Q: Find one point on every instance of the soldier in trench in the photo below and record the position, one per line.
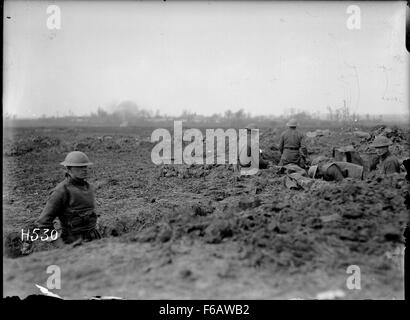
(72, 201)
(246, 151)
(385, 163)
(292, 146)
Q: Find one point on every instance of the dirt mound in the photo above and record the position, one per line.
(395, 134)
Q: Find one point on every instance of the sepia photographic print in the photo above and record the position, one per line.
(228, 150)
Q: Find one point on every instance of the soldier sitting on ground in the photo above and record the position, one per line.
(386, 163)
(73, 202)
(330, 170)
(292, 146)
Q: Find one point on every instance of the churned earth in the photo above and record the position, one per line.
(203, 231)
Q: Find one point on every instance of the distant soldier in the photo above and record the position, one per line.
(330, 170)
(386, 163)
(73, 202)
(245, 152)
(292, 146)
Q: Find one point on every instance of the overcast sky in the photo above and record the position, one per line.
(206, 57)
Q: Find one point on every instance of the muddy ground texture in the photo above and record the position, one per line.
(204, 231)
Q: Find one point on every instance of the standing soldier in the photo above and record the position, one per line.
(292, 146)
(246, 150)
(73, 202)
(386, 162)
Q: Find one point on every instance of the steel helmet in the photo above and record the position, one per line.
(76, 159)
(381, 141)
(292, 123)
(312, 171)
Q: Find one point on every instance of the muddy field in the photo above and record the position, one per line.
(203, 232)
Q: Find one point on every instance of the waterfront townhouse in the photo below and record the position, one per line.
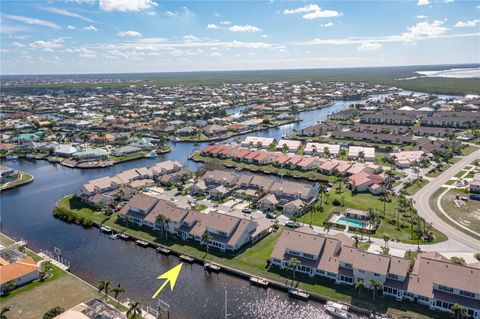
(16, 267)
(256, 141)
(433, 281)
(217, 177)
(319, 149)
(229, 233)
(97, 186)
(439, 283)
(166, 167)
(406, 159)
(390, 119)
(357, 152)
(291, 146)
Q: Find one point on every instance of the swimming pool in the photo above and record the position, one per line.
(351, 222)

-=-=-=-=-

§ **EXERCISE BRIEF**:
Lay out the items above as a JSON list of strings, one string per line, with blank lines skipped and the pictures left out.

§ **IN RESPONSE**:
[
  "Q: Find one point on every instance of the soldier in trench in the photo below and record the position, one per line.",
  "(72, 201)",
  "(246, 151)",
  "(385, 163)",
  "(292, 146)",
  "Q: Find one point on every instance of the dirt mound in the photo above and record the position, one per line.",
  "(395, 134)",
  "Q: Find one point on every instance of the sepia photographic print in the photo above and record the position, one per line.",
  "(228, 150)",
  "Q: Find one point on every instance of the soldier sitting on ground in the photo above and record the position, one per line.",
  "(386, 163)",
  "(73, 202)",
  "(330, 170)",
  "(292, 146)",
  "Q: Find one point on every instance of the churned earth in the photo above and record the position, one per line.",
  "(203, 231)",
  "Q: Find one point on every instance of the distant soldier in the photo above and record the position, one per line.",
  "(330, 170)",
  "(386, 163)",
  "(73, 202)",
  "(245, 152)",
  "(292, 146)",
  "Q: Find one point on every instance of the overcast sky in the photo above and record the position, one per line.",
  "(206, 57)",
  "Q: Find one point on every instance of the muddy ground texture in the photo above and record the position, one per line.",
  "(204, 231)",
  "Q: Find one point on every instance of the standing soldier in the photo above and record the position, one per line.",
  "(292, 146)",
  "(246, 150)",
  "(73, 202)",
  "(386, 162)",
  "Q: Find one point on every instance of the steel helmet in the photo above and record the position, one per line.",
  "(76, 159)",
  "(381, 141)",
  "(292, 123)",
  "(312, 171)",
  "Q: Find one point on every instance of the muddy field in the photo above and record the position, one per line.",
  "(203, 232)",
  "Q: Find one point on every instance of the waterfront townhouse in the photo below and record the position, one per line.",
  "(16, 267)",
  "(256, 141)",
  "(433, 281)",
  "(217, 177)",
  "(319, 149)",
  "(229, 233)",
  "(97, 186)",
  "(439, 283)",
  "(166, 167)",
  "(406, 159)",
  "(390, 119)",
  "(357, 152)",
  "(291, 146)",
  "Q: Find one point on every instance of the swimming pool in the photo above and record the position, one per line.",
  "(351, 222)"
]